## Selected text
March 16, 2025

Matt Tanner

Multi-repo search: How to search across multiple repositories

When your codebase is spread across hundreds of repositories and multiple code hosts, finding critical code for security remediation or reuse can take days. Read the definitive guide to multi-repo search to compare your options, understand the approaches, and see how Sourcegraph provides the universal code search platform built for enterprise scale.

Your codebase isn't in a single repository. It's spread across hundreds of repos, multiple code hosts, and several teams that each own different services. When a critical vulnerability hits a shared library, you need to find every repository that imports it. When you're onboarding to a new team, you need to understand how a function is called across the entire system. Multi-repo search is the ability to search across multiple repositories simultaneously, and for engineering teams managing code at this scale, it's the difference between minutes and days.

This guide covers what multi-repo search is, why teams need it, how the major approaches compare, and how to configure it for your organization.

What is Multi-repo search?

Multi-repo search (also written as multi-repo search or multi-repository search) means running a single query that returns results from multiple repositories at once, rather than searching one repo at a time. Instead of opening GitHub, navigating to a repository, searching, going back, opening the next repo, and repeating, you type one query and see matches across your entire codebase.

That sounds simple, but the technical challenge is real. A search tool needs to index code across different code hosts (GitHub, GitLab, Bitbucket, Perforce), handle different authentication and access models, and fetch results fast enough that developers actually use it instead of falling back to grep on whatever they have cloned locally.

The distinction matters because most code hosts only search within their own platform. GitHub search covers your GitHub repositories. GitLab search covers your GitLab projects. If your organization uses both, or migrated from Bitbucket years ago and still has repos there, native search tools leave gaps. A dedicated multi-repo search tool like Sourcegraph Code Search indexes repositories across all your code hosts into a single searchable index, so one query covers everything.

There's also a difference between text-based multi-repo search and code-aware multi-repo search. Text-based search finds string matches. It tells you "this pattern appears in these files." Code-aware search goes further. With precise code navigation powered by indexing formats like SCIP (Source Code Intelligence Protocol), a search tool can navigate from an import statement in one repository to the function definition in another, track project references across repository boundaries, and distinguish between a function called process and a variable called process. Sourcegraph supports both: literal, regex, and structural search for pattern matching, plus SCIP-powered code navigation for precise cross-repository symbol resolution.

## Point labeling records
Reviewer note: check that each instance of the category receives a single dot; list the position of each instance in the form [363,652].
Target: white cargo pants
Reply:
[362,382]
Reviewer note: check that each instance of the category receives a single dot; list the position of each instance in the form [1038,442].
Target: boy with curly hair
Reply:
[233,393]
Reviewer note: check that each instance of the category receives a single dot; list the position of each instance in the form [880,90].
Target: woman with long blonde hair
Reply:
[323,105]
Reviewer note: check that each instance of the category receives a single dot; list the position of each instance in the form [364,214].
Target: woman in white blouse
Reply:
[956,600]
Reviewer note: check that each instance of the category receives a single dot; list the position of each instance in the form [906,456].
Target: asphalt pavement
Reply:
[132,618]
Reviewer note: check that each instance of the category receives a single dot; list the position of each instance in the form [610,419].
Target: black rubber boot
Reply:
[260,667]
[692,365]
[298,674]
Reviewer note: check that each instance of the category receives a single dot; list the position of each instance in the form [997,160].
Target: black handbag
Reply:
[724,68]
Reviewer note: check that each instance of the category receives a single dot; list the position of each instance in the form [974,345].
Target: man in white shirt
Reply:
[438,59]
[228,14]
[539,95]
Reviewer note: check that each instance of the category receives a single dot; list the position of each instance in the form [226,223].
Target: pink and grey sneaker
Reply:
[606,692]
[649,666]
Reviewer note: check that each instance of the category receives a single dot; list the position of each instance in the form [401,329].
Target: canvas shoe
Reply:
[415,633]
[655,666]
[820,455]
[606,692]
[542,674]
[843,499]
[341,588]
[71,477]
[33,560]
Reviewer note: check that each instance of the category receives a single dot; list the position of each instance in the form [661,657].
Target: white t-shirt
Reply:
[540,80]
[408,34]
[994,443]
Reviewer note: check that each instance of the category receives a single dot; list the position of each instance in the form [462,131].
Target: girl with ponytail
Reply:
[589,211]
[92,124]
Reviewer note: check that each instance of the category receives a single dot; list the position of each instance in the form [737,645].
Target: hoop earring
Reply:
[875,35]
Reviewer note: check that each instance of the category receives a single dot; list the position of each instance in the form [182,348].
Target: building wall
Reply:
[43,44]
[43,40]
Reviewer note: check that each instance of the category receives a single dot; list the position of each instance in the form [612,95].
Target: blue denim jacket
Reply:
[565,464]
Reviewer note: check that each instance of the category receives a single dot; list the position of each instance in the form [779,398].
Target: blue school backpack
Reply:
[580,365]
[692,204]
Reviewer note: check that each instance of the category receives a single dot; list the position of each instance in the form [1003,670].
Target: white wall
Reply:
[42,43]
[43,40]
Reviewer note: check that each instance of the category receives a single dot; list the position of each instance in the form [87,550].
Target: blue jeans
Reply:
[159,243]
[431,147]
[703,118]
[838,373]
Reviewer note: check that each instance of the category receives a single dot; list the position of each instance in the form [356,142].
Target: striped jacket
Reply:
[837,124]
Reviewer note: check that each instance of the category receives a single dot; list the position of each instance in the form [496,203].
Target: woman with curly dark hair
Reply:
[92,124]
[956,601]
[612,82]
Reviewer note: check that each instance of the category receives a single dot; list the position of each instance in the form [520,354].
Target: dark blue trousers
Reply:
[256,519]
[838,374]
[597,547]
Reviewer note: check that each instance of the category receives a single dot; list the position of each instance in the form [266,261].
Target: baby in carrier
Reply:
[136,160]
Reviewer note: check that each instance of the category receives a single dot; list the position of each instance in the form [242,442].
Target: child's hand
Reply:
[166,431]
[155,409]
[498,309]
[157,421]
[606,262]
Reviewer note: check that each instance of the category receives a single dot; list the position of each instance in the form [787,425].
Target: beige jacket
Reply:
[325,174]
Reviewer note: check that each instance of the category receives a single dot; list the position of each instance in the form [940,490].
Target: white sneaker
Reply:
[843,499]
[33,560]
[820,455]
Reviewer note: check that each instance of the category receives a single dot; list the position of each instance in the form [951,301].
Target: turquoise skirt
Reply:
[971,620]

## Required task
Copy the multi-repo search guide word for word, everything from "When your codebase" down to "for enterprise scale.".

## Result below
When your codebase is spread across hundreds of repositories and multiple code hosts, finding critical code for security remediation or reuse can take days. Read the definitive guide to multi-repo search to compare your options, understand the approaches, and see how Sourcegraph provides the universal code search platform built for enterprise scale.